→ TEXT TO READ:
────────────────────

I headed off to visit Toronto yesterday, and as always had a delicious time.
Firstly, I had to return some CDs to a friend because I'd borrowed them back in the early summer with the promise I'd have them back "sometime next week". Whoops. Also, I was meeting one of my very best friends, who I hadn't seen in approximately four years, so that was extremely exciting.
But perhaps most importantly, I was finally going to get to hang out with Oryx. (Of course, when I met her, she was Photogrrl. I can't lie - I want an Old Skool tag. )
She and I have a friendship comprised pretty much entirely of near-misses, usually when I'm en route to roll with Dogslife and Ginny. There was that time at the Thai place that didn't seem to anticipate ever having to seat more than six patrons, and there was also that Mike Doughty show where she promised she'd show up and once again ditched me.
This time was still problematic, but at least we wrangled a bit of face-time, which is very nice. Our friendship has largely grown on this site and over MSN, but we go back, and she's good people. So I got on the highway about 2 hours later than I'd hoped, with the expected agenda being thai with Oryx, then off to return the CDs and hang for a few hours with my old school chum, and wrap it up with a fine sushi dinner with my other friend when she got off work. I left voice mail for Oryx saying that I was late out of the gates, but that I'd be in TO around 2, hoping that she'd be in the downtown area and we could get our thai on.
Unfortunately, I call her, and she says not only is she still at her place (which is fair enough), but that she has a kitchen emergency and it will be 45 minutes before she can get downtown. I worry about my plans a bit, but decide to roll with it, and proceed to go blow a ton of money at the HMV on Yonge, scoring some old De La Soul and Mantronix albums, as well as a Freeland CD I've wanted forever (if you geek like I geek and got the expanded edition of the Animatrix with the soundtrack, then you probably grooved like a mofo to "Big Wednesday", which is on the album I picked up, although at import prices. Yikes.) and Big Black's "Songs About Fucking".
Then I go back to wait in front of the restaurant, where I get accosted by the most completely realized "if you give me some money I'll go away" speech I've ever had. This cat comes up to me, and without making a ton of eye contact, mumbles his way through what had to be a five minute speech without pausing. What seperated this guy from the guys trying to get a few bucks on every other street corner is that his pitch was that he'd just done a 13-year stretch in the prison in Kingston, and if he couldn't find the means to get to Guelph that evening, he'd be considered in violation of his release and would go back to prison. But, he emphasized, he didn't want me to feel intimidated by that fact. I coughed up some change, but I couldn't help shake the sensation of having just been the victim of the most amicable mugging ever.
Nonetheless, when that transaction was over, I checked my cell phone again to find that I'd missed Oryx calling to say that she was only just leaving, and by this point in the afternoon, that placed her arrival downtown at 4:15. My dinner date was for 4:30, so we'd have time for only the most brief hello, and not the full lunch-slash-hangout for which we were aiming. I tried calling her back to say "maybe we should just try do it another time", but I missed her and didn't have her cell phone number, so I rescheduled dropping the CDs off, and went to hang in the Eaton Centre (Eaton's Centre?) until she'd arrive.

────────────────────

→ GIVEN ENTRIES:
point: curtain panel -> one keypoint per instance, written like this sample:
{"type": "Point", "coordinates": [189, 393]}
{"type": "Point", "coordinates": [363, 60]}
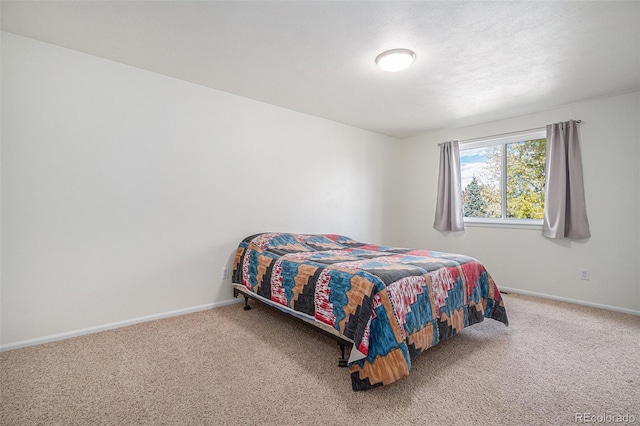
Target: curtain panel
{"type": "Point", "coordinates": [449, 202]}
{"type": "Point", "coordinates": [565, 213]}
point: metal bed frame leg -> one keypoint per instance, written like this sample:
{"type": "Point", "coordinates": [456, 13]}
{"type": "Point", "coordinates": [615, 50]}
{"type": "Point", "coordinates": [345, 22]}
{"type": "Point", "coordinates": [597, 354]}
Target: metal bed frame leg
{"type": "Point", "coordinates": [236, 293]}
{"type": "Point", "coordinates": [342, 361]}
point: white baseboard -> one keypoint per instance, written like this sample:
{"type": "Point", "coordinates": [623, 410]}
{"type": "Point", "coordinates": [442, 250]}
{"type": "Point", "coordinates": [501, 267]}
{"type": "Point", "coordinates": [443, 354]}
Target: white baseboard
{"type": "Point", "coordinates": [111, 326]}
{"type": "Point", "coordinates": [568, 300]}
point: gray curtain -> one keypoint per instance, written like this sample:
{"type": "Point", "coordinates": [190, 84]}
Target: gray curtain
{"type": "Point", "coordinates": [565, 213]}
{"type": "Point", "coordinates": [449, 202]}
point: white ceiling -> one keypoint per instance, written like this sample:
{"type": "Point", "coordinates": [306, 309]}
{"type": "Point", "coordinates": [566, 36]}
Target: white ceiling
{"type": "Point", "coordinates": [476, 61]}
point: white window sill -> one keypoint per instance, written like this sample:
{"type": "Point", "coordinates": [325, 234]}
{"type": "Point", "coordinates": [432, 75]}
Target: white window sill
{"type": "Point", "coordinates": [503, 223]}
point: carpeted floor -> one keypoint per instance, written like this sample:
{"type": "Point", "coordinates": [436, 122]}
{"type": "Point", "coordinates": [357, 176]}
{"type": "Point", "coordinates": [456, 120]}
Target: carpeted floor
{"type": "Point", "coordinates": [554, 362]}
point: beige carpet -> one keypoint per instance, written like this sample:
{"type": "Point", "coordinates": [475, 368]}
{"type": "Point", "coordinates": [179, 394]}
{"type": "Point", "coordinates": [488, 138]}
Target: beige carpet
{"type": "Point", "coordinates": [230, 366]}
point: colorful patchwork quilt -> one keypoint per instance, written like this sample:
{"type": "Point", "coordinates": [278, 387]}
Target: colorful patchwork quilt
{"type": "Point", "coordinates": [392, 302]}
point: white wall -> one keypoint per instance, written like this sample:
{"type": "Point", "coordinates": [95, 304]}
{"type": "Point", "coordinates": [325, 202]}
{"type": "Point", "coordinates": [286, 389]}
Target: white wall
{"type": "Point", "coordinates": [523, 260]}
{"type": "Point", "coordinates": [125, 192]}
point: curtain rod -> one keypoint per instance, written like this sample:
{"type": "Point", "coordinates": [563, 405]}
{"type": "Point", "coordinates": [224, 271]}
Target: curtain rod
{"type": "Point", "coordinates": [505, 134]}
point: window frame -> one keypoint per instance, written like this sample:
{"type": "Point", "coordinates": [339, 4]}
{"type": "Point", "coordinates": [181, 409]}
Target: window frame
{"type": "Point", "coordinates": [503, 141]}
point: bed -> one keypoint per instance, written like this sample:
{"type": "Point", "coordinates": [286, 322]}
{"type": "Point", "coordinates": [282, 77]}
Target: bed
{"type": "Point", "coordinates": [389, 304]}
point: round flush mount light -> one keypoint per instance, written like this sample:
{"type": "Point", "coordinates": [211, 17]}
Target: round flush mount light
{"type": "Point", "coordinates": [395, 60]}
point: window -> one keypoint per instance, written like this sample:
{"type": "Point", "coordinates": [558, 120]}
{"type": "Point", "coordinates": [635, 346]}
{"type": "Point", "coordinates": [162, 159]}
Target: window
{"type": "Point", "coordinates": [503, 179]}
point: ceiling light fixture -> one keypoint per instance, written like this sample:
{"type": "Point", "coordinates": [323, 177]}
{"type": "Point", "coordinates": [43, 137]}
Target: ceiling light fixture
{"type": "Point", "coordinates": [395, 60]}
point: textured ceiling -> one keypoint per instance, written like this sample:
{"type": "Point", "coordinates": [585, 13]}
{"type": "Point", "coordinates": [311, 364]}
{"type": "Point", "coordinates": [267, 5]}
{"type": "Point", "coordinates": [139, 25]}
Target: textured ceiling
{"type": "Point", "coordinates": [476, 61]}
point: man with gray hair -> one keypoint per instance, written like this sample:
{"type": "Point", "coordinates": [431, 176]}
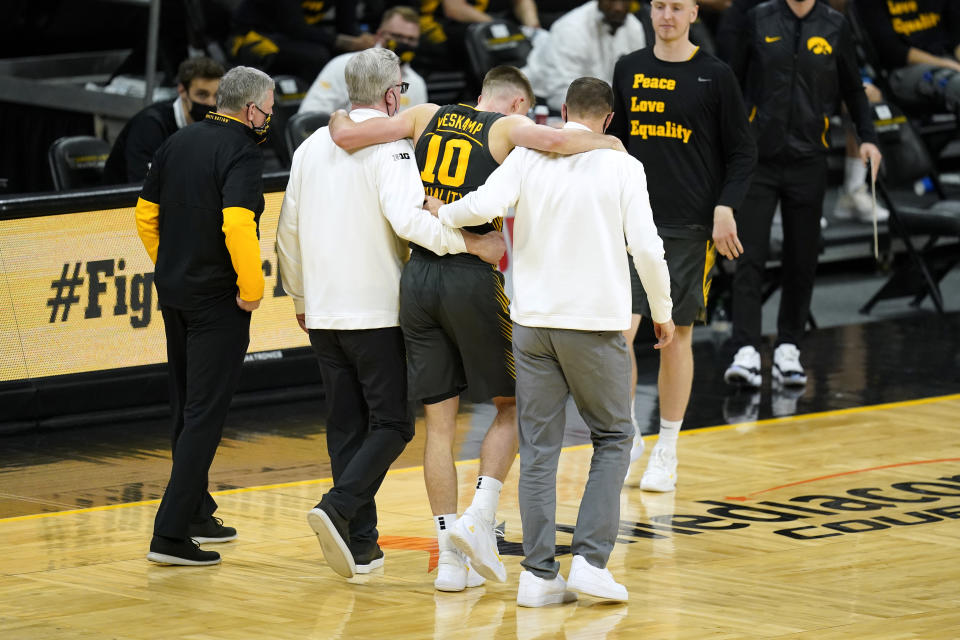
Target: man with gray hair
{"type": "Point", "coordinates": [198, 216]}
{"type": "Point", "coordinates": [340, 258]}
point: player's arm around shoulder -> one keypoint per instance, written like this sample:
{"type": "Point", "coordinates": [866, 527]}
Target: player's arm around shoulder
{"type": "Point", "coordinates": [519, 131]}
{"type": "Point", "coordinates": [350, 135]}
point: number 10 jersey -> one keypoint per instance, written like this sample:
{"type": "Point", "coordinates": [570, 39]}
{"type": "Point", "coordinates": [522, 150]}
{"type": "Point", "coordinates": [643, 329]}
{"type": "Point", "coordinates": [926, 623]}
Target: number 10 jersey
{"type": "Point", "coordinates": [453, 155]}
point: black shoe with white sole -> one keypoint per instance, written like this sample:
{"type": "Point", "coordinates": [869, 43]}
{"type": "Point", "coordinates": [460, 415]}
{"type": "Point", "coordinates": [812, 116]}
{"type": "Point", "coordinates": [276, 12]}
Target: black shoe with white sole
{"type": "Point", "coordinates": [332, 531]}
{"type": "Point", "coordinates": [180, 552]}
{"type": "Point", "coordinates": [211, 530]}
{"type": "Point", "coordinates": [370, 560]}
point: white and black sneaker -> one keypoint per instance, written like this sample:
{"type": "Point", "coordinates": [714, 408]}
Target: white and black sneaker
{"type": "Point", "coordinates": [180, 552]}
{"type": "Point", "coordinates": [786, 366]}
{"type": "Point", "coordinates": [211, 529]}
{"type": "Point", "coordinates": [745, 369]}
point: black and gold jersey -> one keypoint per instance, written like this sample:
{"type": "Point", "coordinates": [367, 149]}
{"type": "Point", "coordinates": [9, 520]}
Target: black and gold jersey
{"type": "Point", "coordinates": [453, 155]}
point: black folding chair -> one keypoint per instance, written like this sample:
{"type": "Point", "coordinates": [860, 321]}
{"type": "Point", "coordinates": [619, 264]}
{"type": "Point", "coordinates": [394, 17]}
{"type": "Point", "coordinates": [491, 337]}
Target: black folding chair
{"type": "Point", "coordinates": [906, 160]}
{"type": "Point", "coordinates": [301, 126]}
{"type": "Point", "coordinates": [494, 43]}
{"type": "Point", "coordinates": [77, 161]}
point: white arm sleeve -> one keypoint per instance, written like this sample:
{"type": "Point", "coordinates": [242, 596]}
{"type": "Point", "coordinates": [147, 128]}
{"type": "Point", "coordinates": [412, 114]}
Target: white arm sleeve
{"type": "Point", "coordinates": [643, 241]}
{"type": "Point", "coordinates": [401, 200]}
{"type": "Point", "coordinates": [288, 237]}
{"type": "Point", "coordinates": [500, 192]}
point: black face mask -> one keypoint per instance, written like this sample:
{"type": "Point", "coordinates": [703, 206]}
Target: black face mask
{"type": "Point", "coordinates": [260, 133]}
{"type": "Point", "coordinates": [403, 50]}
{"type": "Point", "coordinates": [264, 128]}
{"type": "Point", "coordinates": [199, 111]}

────────────────────

Could you carry on the account of the Toronto visit from its final sentence? The listing comes from a separate source.

→ OUTPUT FOR THIS EXERCISE:
While there, I wound up stumbling across the Apple Store, which was interesting as I've been idly considering grabbing a Macbook in the future. However, I couldn't keep myself from giggling at the prices and pretentiousness of the place, and I didn't see anybody who looked like they could give me some serious information as to why I should switch from the tools I already know and use perfectly well to their offerings without coming off like this guy. Don't get me wrong, Apple could kill a man at twenty paces with aesthetics, and I really dig a couple of the cool things that I've seen friends do on their Macs. The ergonomics of the system seem delicious in ways that PCs seldom are. However, the store seemed like a place ill-suited to seperate fact from hype, and so once I saw the two-hundred-dollar leather Ipod Nano case, I figured I wasn't the target market and so I headed back through the mall and entertained myself with visions of zombies.
I rounded the corner to see Oryx waiting in front of the restaurant, so I broke the bad news about the rest of my schedule, but we at least enjoyed a walk through the downtown where I met my other friend at her office. Then it was off to dinner at C'Est What?, although I gotta admit I found the steak fajitas lacking. We caught up and enjoyed the dynamic between us that lets us pick up exactly where we left off no matter how much time has elapsed since we last hung out. We got back to my car and I immediately had to question the wisdom of a coin-operated parking lot that let you rack up a $16.50 bill for an afternoon's parking and didn't take bills. Of course, if I hadn't have given that change to Mister Totally Not Intimidating, Honest, I actually would have had the coins to get out of the lot. Fortunately, the machine accepted credit cards, so I paid the ransom to get my car back and headed off into the Toronto night.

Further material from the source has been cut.